Source extract:
==================================================
Recent advances in entomopathogenic fungi research have reinforced their promise as biological control tools. For instance, Shehzad et al. [18] emphasized the ecological safety of EPFs as natural biocontrol agents, while Vivekanandhan et al. [19], and Gielen et al. [20] highlighted EPFs as effective and sustainable options, documenting continued innovation in formulation, application methods, and strain improvement. Both laboratory and field studies have repeatedly confirmed their insecticidal efficacy against major agricultural pests. Beauveria and Metarhizium species, in particular, have demonstrated consistent performance against lepidopteran and coleopteran pests, including S. frugiperda, across diverse regions [21–28]. Alongside these well-established fungi, new candidates are gaining attention. Purpureocillium lilacinum (Thom) and Clonostachys rosea (Link) are emerging as multifunctional fungi with dual potential in agriculture. Traditionally recognized for their antagonism against soilborne plant pathogens, they are increasingly acknowledged for their capacity to infect and suppress insect pests [29–33]. Laboratory trials in Pakistan with P. lilacinum demonstrated significant insecticidal activity [34–37], while multiple studies have reported insecticidal efficacy of C. rosea against a wide range of pests [31,38–40].
Both P. lilacinum and C. rosea are cosmopolitan species, naturally occurring in soils, decaying organic matter, nematodes, and insect cadavers [32,41,42]. Beyond their insecticidal action, they contribute to plant growth promotion and biofertilization by enhancing nutrient uptake and suppressing plant pathogens [29,43,44]. These multifunctional attributes make them attractive candidates for integration into pest and soil health management programs. However, despite their global distribution, research on these fungi in Tanzania remains underdeveloped. While both species have been reported in the country, most studies focus on imported fungal formulations rather than exploring the diversity and efficacy of native isolates. Moreover, some locally available fungi have been found pathogenic to crops and remain unvalidated for their potential mycotoxin production, raising safety concerns [9,10,45]. The systematic isolation, characterization, and pathogenicity testing of native fungal strains against S. frugiperda and other insect pests have not yet been undertaken at scale, leaving a major gap in the development of homegrown biocontrol solutions.
==================================================
Data for review:
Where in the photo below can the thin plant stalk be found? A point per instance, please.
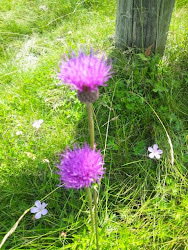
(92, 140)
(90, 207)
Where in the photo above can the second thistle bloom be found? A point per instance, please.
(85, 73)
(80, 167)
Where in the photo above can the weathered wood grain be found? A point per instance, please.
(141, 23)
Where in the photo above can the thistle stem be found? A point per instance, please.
==================================================
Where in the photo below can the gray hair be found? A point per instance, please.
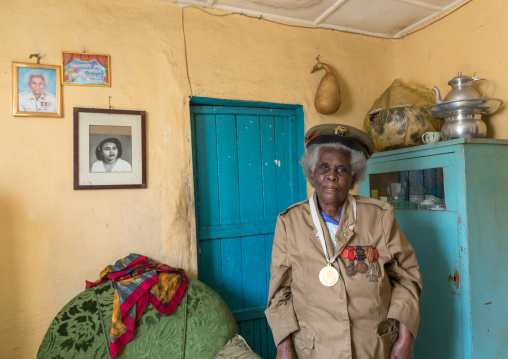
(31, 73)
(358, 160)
==================================================
Task brief:
In the passage on entomopathogenic fungi, where do P. lilacinum and C. rosea naturally occur?

Written solution:
In soils, decaying organic matter, nematodes, and insect cadavers.